-- Assignment --
Across the listing below, count the lines containing "light". Answer with that number only.
────────────────────────────────────────
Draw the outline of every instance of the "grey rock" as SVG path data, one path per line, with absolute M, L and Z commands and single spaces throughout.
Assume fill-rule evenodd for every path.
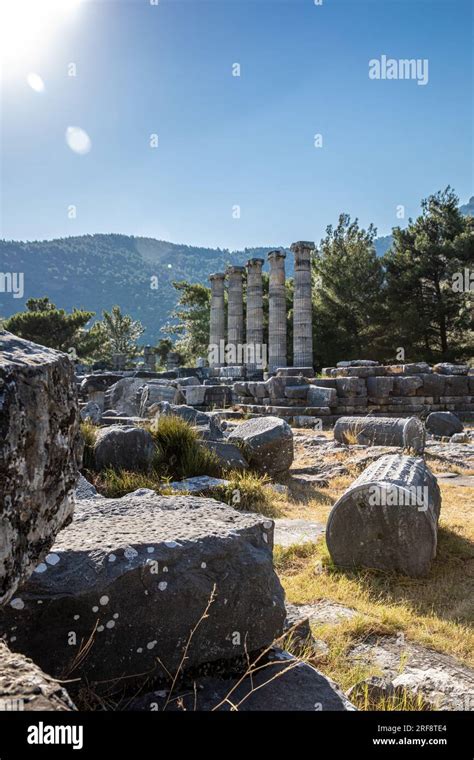
M 336 367 L 378 367 L 379 363 L 372 359 L 351 359 L 351 361 L 337 362 Z
M 313 367 L 277 367 L 277 377 L 314 377 Z
M 206 412 L 199 412 L 187 404 L 170 404 L 162 401 L 158 404 L 157 416 L 174 414 L 176 417 L 182 417 L 183 420 L 191 425 L 208 425 L 209 415 Z
M 208 385 L 190 385 L 183 388 L 182 393 L 186 399 L 186 404 L 190 406 L 204 406 L 209 387 Z
M 153 669 L 164 676 L 158 658 L 175 673 L 213 589 L 186 668 L 232 660 L 281 635 L 272 520 L 196 496 L 129 494 L 81 508 L 49 561 L 0 612 L 0 638 L 16 626 L 15 649 L 46 672 L 106 680 L 107 690 L 115 678 Z
M 122 380 L 122 375 L 111 372 L 87 375 L 87 377 L 81 381 L 81 393 L 89 394 L 104 392 L 119 380 Z
M 239 712 L 355 710 L 334 681 L 288 652 L 274 647 L 269 652 L 268 660 L 262 660 L 262 663 L 265 663 L 265 667 L 256 671 L 252 679 L 243 679 L 237 688 L 234 687 L 243 674 L 237 673 L 233 678 L 199 678 L 196 681 L 196 694 L 193 683 L 189 683 L 176 690 L 166 709 L 182 709 L 176 702 L 175 698 L 178 697 L 182 699 L 185 710 L 196 709 L 201 712 L 217 708 L 218 711 L 227 712 L 231 707 L 224 700 L 232 691 L 229 699 Z M 166 698 L 166 691 L 152 692 L 138 697 L 128 709 L 160 710 L 164 708 Z
M 99 430 L 94 459 L 98 470 L 112 467 L 115 470 L 146 470 L 153 459 L 155 448 L 148 430 L 133 425 L 111 425 Z
M 264 383 L 266 390 L 265 396 L 263 396 L 263 398 L 266 398 L 268 396 L 272 401 L 275 399 L 284 398 L 285 388 L 289 386 L 292 386 L 294 388 L 297 385 L 301 386 L 302 388 L 308 387 L 308 383 L 304 377 L 295 377 L 293 375 L 278 375 L 277 377 L 271 377 Z
M 386 455 L 338 499 L 326 527 L 335 565 L 427 575 L 436 556 L 441 495 L 423 459 Z
M 308 390 L 312 386 L 307 385 L 288 385 L 285 388 L 285 398 L 298 398 L 298 399 L 306 399 L 308 395 Z
M 0 641 L 0 711 L 67 712 L 75 709 L 61 684 Z
M 404 375 L 421 375 L 421 374 L 429 374 L 431 372 L 431 367 L 426 362 L 413 362 L 412 364 L 404 364 L 403 365 L 403 374 Z
M 138 391 L 145 384 L 139 377 L 122 377 L 107 389 L 104 397 L 104 409 L 115 409 L 125 417 L 137 417 L 140 414 L 141 394 Z
M 293 546 L 316 541 L 324 533 L 324 525 L 311 520 L 277 518 L 275 520 L 275 544 Z
M 314 604 L 287 604 L 287 614 L 291 610 L 294 618 L 307 618 L 310 623 L 337 625 L 343 620 L 352 620 L 358 616 L 357 610 L 343 604 L 320 599 Z
M 247 470 L 248 463 L 242 451 L 229 441 L 204 441 L 203 445 L 213 452 L 221 467 L 230 470 Z
M 68 356 L 0 331 L 0 605 L 72 518 L 82 456 Z
M 81 411 L 81 420 L 84 422 L 89 421 L 92 422 L 93 425 L 98 425 L 101 418 L 102 418 L 102 411 L 95 401 L 88 401 L 87 404 L 85 404 Z
M 265 398 L 268 394 L 266 383 L 262 382 L 250 382 L 247 383 L 247 391 L 254 398 Z M 243 394 L 245 395 L 245 394 Z
M 461 420 L 453 412 L 431 412 L 426 418 L 425 425 L 433 435 L 452 436 L 464 430 Z
M 359 377 L 336 377 L 333 382 L 338 396 L 367 396 L 365 380 Z
M 393 377 L 368 377 L 367 393 L 369 396 L 387 397 L 393 391 Z
M 201 385 L 201 381 L 195 375 L 191 375 L 190 377 L 180 377 L 178 380 L 178 386 L 180 388 L 189 387 L 191 385 Z
M 116 409 L 106 409 L 104 412 L 102 412 L 101 417 L 105 417 L 105 418 L 120 417 L 120 412 L 117 412 Z
M 334 439 L 363 446 L 399 446 L 421 454 L 425 430 L 417 417 L 340 417 L 334 425 Z
M 293 425 L 299 428 L 314 428 L 316 418 L 311 417 L 309 414 L 297 414 L 293 417 Z
M 419 695 L 432 709 L 474 709 L 474 670 L 403 636 L 370 636 L 348 652 L 348 659 L 359 666 L 375 665 L 396 692 Z
M 394 382 L 394 396 L 414 396 L 418 388 L 423 387 L 423 380 L 418 375 L 391 379 Z
M 439 375 L 467 375 L 468 370 L 467 364 L 450 364 L 449 362 L 440 362 L 433 367 L 433 372 Z
M 334 388 L 308 385 L 306 403 L 308 406 L 337 406 L 337 392 Z
M 89 483 L 88 480 L 84 477 L 84 475 L 79 475 L 79 480 L 77 481 L 76 490 L 74 492 L 76 501 L 81 501 L 82 499 L 94 499 L 95 497 L 99 497 L 99 494 L 97 493 L 97 488 L 92 485 L 92 483 Z M 102 497 L 99 497 L 102 498 Z
M 149 417 L 155 404 L 167 401 L 176 404 L 179 401 L 180 392 L 170 383 L 173 381 L 162 380 L 156 383 L 147 383 L 141 389 L 138 414 L 140 417 Z
M 469 378 L 467 375 L 447 375 L 444 393 L 446 396 L 468 396 Z M 465 400 L 468 402 L 468 398 Z
M 347 696 L 349 699 L 361 698 L 372 709 L 374 709 L 374 706 L 380 709 L 382 700 L 393 699 L 396 693 L 397 691 L 389 678 L 370 676 L 351 686 L 347 692 Z
M 451 443 L 469 443 L 470 440 L 468 433 L 454 433 L 451 436 Z
M 196 475 L 193 478 L 185 478 L 184 480 L 173 480 L 169 484 L 169 487 L 172 488 L 173 491 L 204 493 L 228 485 L 229 481 L 224 480 L 223 478 L 211 478 L 209 475 Z
M 277 474 L 293 463 L 293 432 L 279 417 L 257 417 L 238 425 L 228 440 L 244 444 L 244 456 L 255 469 Z
M 443 396 L 446 388 L 446 378 L 444 375 L 423 373 L 419 375 L 423 380 L 423 393 L 425 396 Z

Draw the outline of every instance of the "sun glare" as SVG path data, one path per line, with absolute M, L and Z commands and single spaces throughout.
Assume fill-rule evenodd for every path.
M 74 16 L 82 0 L 1 0 L 0 58 L 21 62 L 42 53 L 58 27 Z

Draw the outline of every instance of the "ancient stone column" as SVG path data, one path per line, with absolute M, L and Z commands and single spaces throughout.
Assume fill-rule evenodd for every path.
M 264 369 L 263 349 L 263 259 L 249 259 L 247 262 L 247 370 Z
M 270 251 L 270 286 L 268 291 L 268 370 L 286 367 L 286 291 L 283 251 Z
M 313 366 L 313 325 L 311 303 L 311 251 L 314 243 L 293 243 L 295 255 L 293 296 L 293 366 Z
M 326 541 L 334 564 L 426 575 L 440 507 L 438 483 L 421 457 L 380 457 L 332 508 Z
M 362 446 L 400 446 L 422 454 L 425 429 L 418 417 L 339 417 L 334 440 Z
M 211 282 L 211 319 L 209 329 L 209 366 L 221 367 L 224 363 L 219 361 L 219 351 L 225 344 L 225 306 L 224 306 L 224 281 L 223 272 L 215 272 L 209 277 Z
M 227 267 L 227 364 L 242 364 L 244 344 L 244 294 L 242 275 L 245 267 Z M 232 350 L 233 349 L 233 350 Z
M 143 349 L 143 361 L 145 363 L 145 367 L 151 372 L 154 372 L 156 370 L 156 358 L 152 346 L 145 346 Z

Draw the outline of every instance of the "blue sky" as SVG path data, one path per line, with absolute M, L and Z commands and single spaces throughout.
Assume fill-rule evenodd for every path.
M 289 245 L 472 194 L 468 0 L 84 0 L 40 43 L 4 66 L 2 237 Z M 428 84 L 369 79 L 383 54 L 428 59 Z

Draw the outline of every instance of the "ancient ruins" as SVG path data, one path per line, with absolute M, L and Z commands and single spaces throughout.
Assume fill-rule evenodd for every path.
M 472 670 L 407 644 L 415 665 L 400 674 L 389 637 L 347 655 L 382 658 L 386 679 L 342 689 L 325 674 L 328 645 L 313 626 L 356 612 L 285 598 L 274 546 L 325 541 L 331 564 L 318 572 L 350 578 L 439 573 L 445 481 L 433 469 L 454 469 L 459 487 L 472 486 L 474 469 L 472 368 L 352 359 L 316 374 L 313 247 L 291 246 L 290 362 L 277 250 L 268 335 L 263 259 L 211 276 L 209 366 L 172 356 L 157 372 L 147 347 L 140 369 L 117 355 L 110 370 L 81 372 L 65 354 L 0 333 L 0 704 L 354 710 L 369 689 L 374 704 L 408 693 L 472 709 Z M 184 437 L 167 450 L 160 431 L 172 435 L 173 420 Z M 341 477 L 325 524 L 269 516 L 273 502 L 304 514 Z

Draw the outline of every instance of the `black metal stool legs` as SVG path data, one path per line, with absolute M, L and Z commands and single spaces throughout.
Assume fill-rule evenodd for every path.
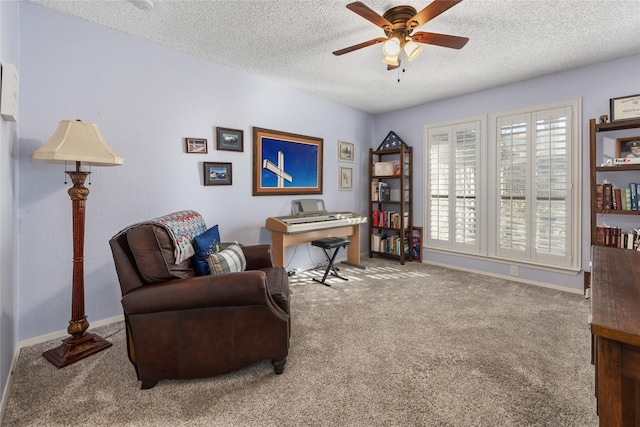
M 311 242 L 311 245 L 322 248 L 322 250 L 324 251 L 324 255 L 327 257 L 327 261 L 329 261 L 329 265 L 327 266 L 322 279 L 314 277 L 313 280 L 315 280 L 316 282 L 320 282 L 325 286 L 331 286 L 326 282 L 327 276 L 330 273 L 332 276 L 338 277 L 342 280 L 349 280 L 346 277 L 338 274 L 338 269 L 333 265 L 336 256 L 338 256 L 338 251 L 340 251 L 340 248 L 346 248 L 349 243 L 351 243 L 349 239 L 341 237 L 330 237 L 326 239 L 314 240 L 313 242 Z M 327 252 L 328 249 L 335 249 L 332 255 L 329 255 L 329 252 Z

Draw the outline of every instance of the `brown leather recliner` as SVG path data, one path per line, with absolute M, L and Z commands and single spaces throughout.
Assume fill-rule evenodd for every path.
M 246 271 L 195 276 L 175 264 L 157 225 L 109 241 L 122 290 L 129 360 L 141 388 L 160 379 L 201 378 L 271 359 L 276 374 L 289 351 L 289 282 L 269 245 L 243 246 Z

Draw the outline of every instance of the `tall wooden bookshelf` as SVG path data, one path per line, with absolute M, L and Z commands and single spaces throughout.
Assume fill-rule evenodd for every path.
M 369 149 L 369 258 L 412 260 L 413 150 Z
M 640 227 L 640 209 L 610 209 L 602 205 L 602 195 L 598 195 L 599 184 L 604 180 L 614 186 L 627 188 L 630 182 L 640 183 L 640 164 L 625 164 L 618 166 L 603 165 L 604 135 L 611 142 L 619 138 L 635 137 L 639 135 L 640 119 L 622 120 L 609 123 L 597 123 L 596 119 L 589 120 L 589 155 L 590 155 L 590 186 L 591 186 L 591 246 L 603 245 L 599 230 L 603 224 L 615 227 L 621 224 L 625 216 L 636 216 Z M 640 138 L 640 136 L 638 137 Z M 616 142 L 617 144 L 618 142 Z M 633 221 L 636 222 L 636 221 Z M 626 230 L 628 231 L 628 230 Z M 585 291 L 590 287 L 589 272 L 584 275 Z

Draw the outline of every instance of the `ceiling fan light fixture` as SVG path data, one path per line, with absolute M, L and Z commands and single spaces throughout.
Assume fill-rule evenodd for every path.
M 400 40 L 397 37 L 391 37 L 382 43 L 382 53 L 387 58 L 398 57 L 400 54 Z
M 417 43 L 414 43 L 412 40 L 409 40 L 404 44 L 404 53 L 407 54 L 407 58 L 409 61 L 413 61 L 420 55 L 422 52 L 422 46 L 418 46 Z
M 385 56 L 384 59 L 382 60 L 382 62 L 384 62 L 385 64 L 388 64 L 388 65 L 392 65 L 394 67 L 397 67 L 398 65 L 400 65 L 400 61 L 398 61 L 398 55 L 396 55 L 396 56 Z

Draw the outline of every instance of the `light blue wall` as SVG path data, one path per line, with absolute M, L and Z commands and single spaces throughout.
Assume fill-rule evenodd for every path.
M 0 2 L 0 63 L 19 62 L 17 2 Z M 0 118 L 0 387 L 9 378 L 17 343 L 17 126 Z
M 223 240 L 271 242 L 265 219 L 290 214 L 291 200 L 300 196 L 252 196 L 253 126 L 323 138 L 324 194 L 318 197 L 329 210 L 367 212 L 360 174 L 367 174 L 363 146 L 371 140 L 371 115 L 37 5 L 21 6 L 20 340 L 62 330 L 70 319 L 69 185 L 62 165 L 29 160 L 62 119 L 97 123 L 125 159 L 124 166 L 94 167 L 88 186 L 89 322 L 122 313 L 108 241 L 129 224 L 194 209 L 209 226 L 220 225 Z M 244 152 L 217 151 L 216 126 L 244 130 Z M 184 137 L 207 138 L 209 153 L 186 154 Z M 338 191 L 338 139 L 357 144 L 353 192 Z M 203 161 L 231 162 L 233 185 L 203 186 Z M 290 268 L 324 257 L 317 248 L 311 257 L 302 248 L 293 257 L 292 249 Z
M 264 220 L 289 213 L 293 196 L 253 197 L 253 126 L 324 138 L 324 194 L 330 210 L 365 214 L 367 149 L 389 130 L 416 149 L 415 214 L 422 218 L 422 129 L 425 123 L 583 97 L 589 117 L 608 111 L 612 96 L 639 92 L 640 56 L 586 67 L 380 116 L 203 61 L 30 3 L 20 3 L 18 125 L 18 339 L 63 329 L 70 318 L 71 203 L 64 167 L 29 161 L 61 119 L 95 122 L 125 165 L 94 168 L 87 202 L 85 295 L 89 321 L 121 313 L 109 238 L 136 221 L 195 209 L 224 240 L 269 243 Z M 4 29 L 3 29 L 4 34 Z M 634 71 L 635 70 L 635 71 Z M 245 151 L 214 149 L 215 127 L 242 129 Z M 209 154 L 184 153 L 184 137 L 209 139 Z M 337 190 L 337 140 L 356 143 L 355 190 Z M 203 161 L 233 163 L 233 186 L 204 187 Z M 588 177 L 587 159 L 583 176 Z M 587 189 L 585 188 L 585 191 Z M 588 206 L 585 194 L 584 205 Z M 588 232 L 585 210 L 583 230 Z M 368 248 L 363 229 L 363 250 Z M 4 240 L 4 236 L 3 236 Z M 585 240 L 588 245 L 588 240 Z M 585 247 L 583 245 L 583 247 Z M 586 247 L 585 247 L 586 248 Z M 583 258 L 586 260 L 588 251 Z M 295 255 L 295 256 L 294 256 Z M 322 254 L 288 250 L 290 268 Z M 501 265 L 427 254 L 427 259 L 508 274 Z M 582 287 L 580 276 L 521 276 Z M 2 344 L 4 345 L 4 337 Z
M 423 129 L 425 124 L 582 98 L 582 265 L 589 271 L 589 119 L 609 114 L 609 99 L 640 93 L 640 55 L 552 74 L 482 92 L 432 102 L 376 116 L 374 140 L 394 130 L 414 147 L 414 223 L 423 218 Z M 402 83 L 400 83 L 402 84 Z M 637 134 L 637 131 L 636 131 Z M 487 139 L 489 141 L 489 139 Z M 509 276 L 509 264 L 479 261 L 427 251 L 424 259 L 461 268 Z M 583 289 L 583 274 L 559 274 L 520 267 L 520 278 Z

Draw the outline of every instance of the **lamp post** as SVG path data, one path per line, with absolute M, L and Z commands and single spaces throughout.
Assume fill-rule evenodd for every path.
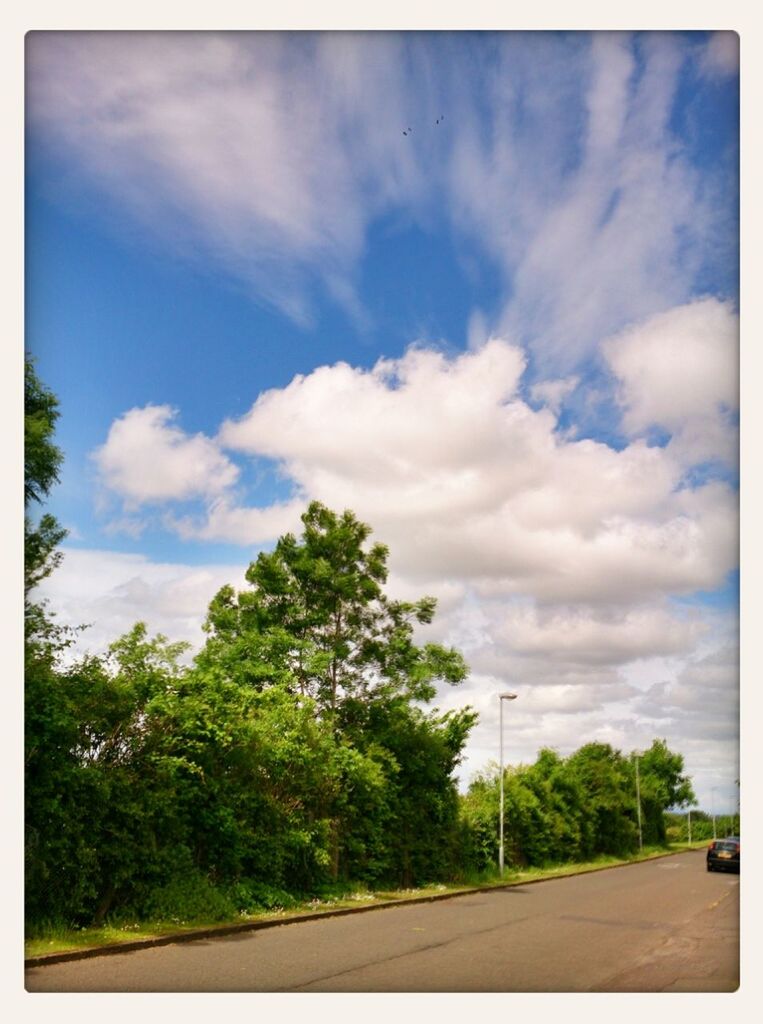
M 503 877 L 503 702 L 505 700 L 516 700 L 516 698 L 517 698 L 516 693 L 499 693 L 498 694 L 498 704 L 500 705 L 500 708 L 501 708 L 501 726 L 500 726 L 500 729 L 501 729 L 501 742 L 500 742 L 500 749 L 501 749 L 501 775 L 500 775 L 500 780 L 501 780 L 501 806 L 500 806 L 500 810 L 498 812 L 498 831 L 499 831 L 499 837 L 500 837 L 499 841 L 498 841 L 498 871 L 500 872 L 501 877 Z
M 691 807 L 689 808 L 689 846 L 691 846 Z
M 638 778 L 638 752 L 634 752 L 633 756 L 636 759 L 636 814 L 638 816 L 638 848 L 641 851 L 644 849 L 644 839 L 641 834 L 641 787 L 639 786 Z
M 713 839 L 717 839 L 718 834 L 715 831 L 715 786 L 710 787 L 710 810 L 713 814 Z

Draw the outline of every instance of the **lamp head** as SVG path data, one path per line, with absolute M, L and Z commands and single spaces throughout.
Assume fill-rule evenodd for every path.
M 517 699 L 517 695 L 516 695 L 516 693 L 499 693 L 498 694 L 498 699 L 499 700 L 516 700 Z

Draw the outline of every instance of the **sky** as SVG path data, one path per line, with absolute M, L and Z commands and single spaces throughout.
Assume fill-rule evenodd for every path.
M 739 47 L 729 32 L 32 32 L 44 585 L 102 651 L 318 499 L 438 599 L 465 785 L 666 739 L 739 778 Z

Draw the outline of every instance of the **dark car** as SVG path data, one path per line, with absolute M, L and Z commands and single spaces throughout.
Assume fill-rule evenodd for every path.
M 739 871 L 739 836 L 714 839 L 707 848 L 708 871 Z

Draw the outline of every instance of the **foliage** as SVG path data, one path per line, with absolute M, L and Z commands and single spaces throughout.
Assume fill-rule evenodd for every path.
M 24 359 L 24 504 L 41 502 L 58 482 L 63 462 L 61 449 L 53 443 L 58 399 L 40 381 L 34 360 Z
M 432 700 L 438 680 L 461 682 L 466 666 L 455 650 L 416 644 L 415 626 L 432 621 L 435 601 L 385 595 L 388 552 L 366 544 L 370 527 L 318 502 L 302 521 L 301 538 L 287 534 L 249 566 L 249 590 L 223 587 L 212 600 L 197 669 L 310 701 L 331 729 L 315 813 L 333 878 L 426 875 L 435 868 L 414 854 L 412 808 L 431 818 L 429 848 L 439 851 L 456 828 L 451 774 L 475 719 L 427 717 L 416 705 Z
M 383 593 L 388 552 L 364 547 L 370 527 L 315 501 L 302 521 L 301 540 L 286 534 L 249 566 L 251 590 L 225 586 L 215 596 L 200 664 L 222 664 L 258 688 L 280 683 L 324 715 L 353 698 L 429 701 L 436 680 L 463 681 L 458 652 L 413 641 L 414 622 L 432 621 L 434 598 Z
M 31 364 L 27 377 L 38 500 L 60 464 L 57 411 Z M 28 602 L 33 926 L 222 919 L 332 880 L 452 870 L 452 773 L 476 716 L 421 704 L 466 666 L 414 642 L 435 602 L 386 597 L 387 550 L 366 544 L 369 527 L 317 503 L 303 522 L 252 563 L 250 590 L 213 599 L 190 666 L 185 645 L 139 622 L 105 656 L 62 667 L 65 633 Z M 61 536 L 52 517 L 28 531 L 30 591 Z
M 694 799 L 683 758 L 655 740 L 639 759 L 642 837 L 666 841 L 665 813 Z M 489 766 L 462 799 L 463 863 L 485 871 L 497 858 L 500 773 Z M 516 866 L 626 856 L 638 849 L 635 761 L 588 743 L 567 758 L 541 750 L 533 765 L 505 769 L 505 861 Z
M 66 536 L 54 516 L 45 514 L 35 524 L 29 509 L 40 504 L 58 481 L 63 461 L 53 443 L 58 400 L 37 376 L 33 360 L 24 361 L 24 594 L 45 579 L 60 561 L 56 547 Z M 39 612 L 39 606 L 38 606 Z

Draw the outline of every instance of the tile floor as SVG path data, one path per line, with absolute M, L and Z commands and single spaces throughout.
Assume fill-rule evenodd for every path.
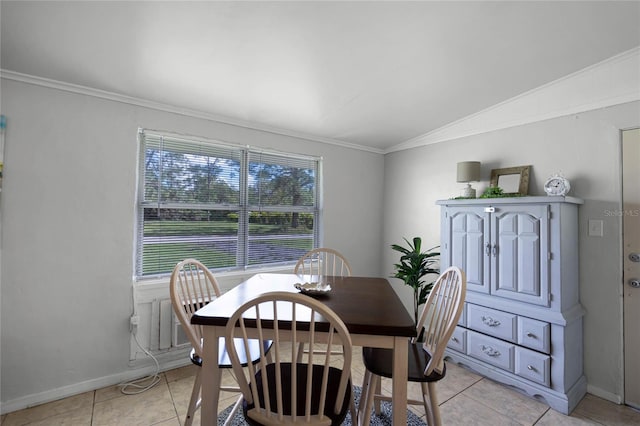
────────────────────────────────────────
-- Solution to this task --
2